#### [Set task]
Pull out every line in the entries below that contains the word "noun" and copy each one in full.

<<<<

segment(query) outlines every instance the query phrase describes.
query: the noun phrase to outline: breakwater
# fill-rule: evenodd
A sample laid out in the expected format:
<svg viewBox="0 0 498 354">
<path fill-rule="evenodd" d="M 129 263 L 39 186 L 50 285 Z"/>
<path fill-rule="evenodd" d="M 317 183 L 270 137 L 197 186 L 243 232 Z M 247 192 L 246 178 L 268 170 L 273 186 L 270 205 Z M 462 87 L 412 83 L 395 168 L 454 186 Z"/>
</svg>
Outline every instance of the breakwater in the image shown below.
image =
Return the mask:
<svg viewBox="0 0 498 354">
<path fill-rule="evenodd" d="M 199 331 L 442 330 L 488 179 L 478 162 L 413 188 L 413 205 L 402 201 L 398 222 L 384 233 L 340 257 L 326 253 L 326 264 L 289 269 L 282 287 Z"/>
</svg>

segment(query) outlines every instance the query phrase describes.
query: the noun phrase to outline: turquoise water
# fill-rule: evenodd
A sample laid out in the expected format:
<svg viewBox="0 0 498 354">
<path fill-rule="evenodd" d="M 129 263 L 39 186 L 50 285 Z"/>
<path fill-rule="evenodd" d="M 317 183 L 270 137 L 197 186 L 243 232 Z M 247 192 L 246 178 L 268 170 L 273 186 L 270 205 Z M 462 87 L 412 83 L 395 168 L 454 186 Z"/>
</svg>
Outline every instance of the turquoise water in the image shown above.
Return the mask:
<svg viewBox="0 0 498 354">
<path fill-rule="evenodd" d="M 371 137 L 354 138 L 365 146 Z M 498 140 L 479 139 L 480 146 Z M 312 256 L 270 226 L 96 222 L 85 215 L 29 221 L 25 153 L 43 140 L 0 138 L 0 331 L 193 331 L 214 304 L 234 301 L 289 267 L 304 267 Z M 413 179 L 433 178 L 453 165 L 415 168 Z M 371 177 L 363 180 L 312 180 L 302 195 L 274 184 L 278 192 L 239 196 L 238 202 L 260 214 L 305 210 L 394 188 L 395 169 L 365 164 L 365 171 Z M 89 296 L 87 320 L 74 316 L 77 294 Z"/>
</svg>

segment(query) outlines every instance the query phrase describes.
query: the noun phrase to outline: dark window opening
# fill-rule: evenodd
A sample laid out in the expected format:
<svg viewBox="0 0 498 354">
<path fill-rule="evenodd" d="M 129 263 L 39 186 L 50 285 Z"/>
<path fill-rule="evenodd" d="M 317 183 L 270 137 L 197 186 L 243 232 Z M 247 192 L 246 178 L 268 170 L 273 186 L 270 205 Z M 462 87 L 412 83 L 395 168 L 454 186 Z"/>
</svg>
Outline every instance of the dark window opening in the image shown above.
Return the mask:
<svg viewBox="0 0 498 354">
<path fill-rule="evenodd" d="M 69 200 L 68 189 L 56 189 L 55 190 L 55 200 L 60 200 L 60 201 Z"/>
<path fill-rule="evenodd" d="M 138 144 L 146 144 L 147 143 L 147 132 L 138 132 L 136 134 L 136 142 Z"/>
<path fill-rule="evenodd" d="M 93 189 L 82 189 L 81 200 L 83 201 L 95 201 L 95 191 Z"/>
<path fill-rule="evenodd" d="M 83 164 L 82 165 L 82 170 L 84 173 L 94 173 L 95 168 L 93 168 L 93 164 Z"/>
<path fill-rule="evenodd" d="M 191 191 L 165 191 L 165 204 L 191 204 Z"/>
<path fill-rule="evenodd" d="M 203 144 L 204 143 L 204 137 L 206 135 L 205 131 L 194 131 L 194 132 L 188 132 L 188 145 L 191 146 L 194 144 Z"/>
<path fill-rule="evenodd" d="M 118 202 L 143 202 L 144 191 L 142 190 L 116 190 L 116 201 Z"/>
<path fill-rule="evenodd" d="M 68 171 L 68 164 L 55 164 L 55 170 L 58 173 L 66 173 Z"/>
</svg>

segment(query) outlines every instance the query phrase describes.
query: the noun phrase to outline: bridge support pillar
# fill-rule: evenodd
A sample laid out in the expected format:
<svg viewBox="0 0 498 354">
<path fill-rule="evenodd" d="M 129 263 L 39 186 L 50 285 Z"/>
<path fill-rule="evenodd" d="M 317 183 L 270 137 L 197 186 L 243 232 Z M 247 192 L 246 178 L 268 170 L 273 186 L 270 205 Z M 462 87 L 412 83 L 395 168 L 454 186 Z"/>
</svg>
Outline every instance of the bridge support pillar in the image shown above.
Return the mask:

>>>>

#### [Solution to the problem]
query: the noun phrase to outline: breakwater
query: the noun phrase to outline: turquoise water
query: the noun phrase to outline: dark window opening
query: the noun phrase to outline: bridge support pillar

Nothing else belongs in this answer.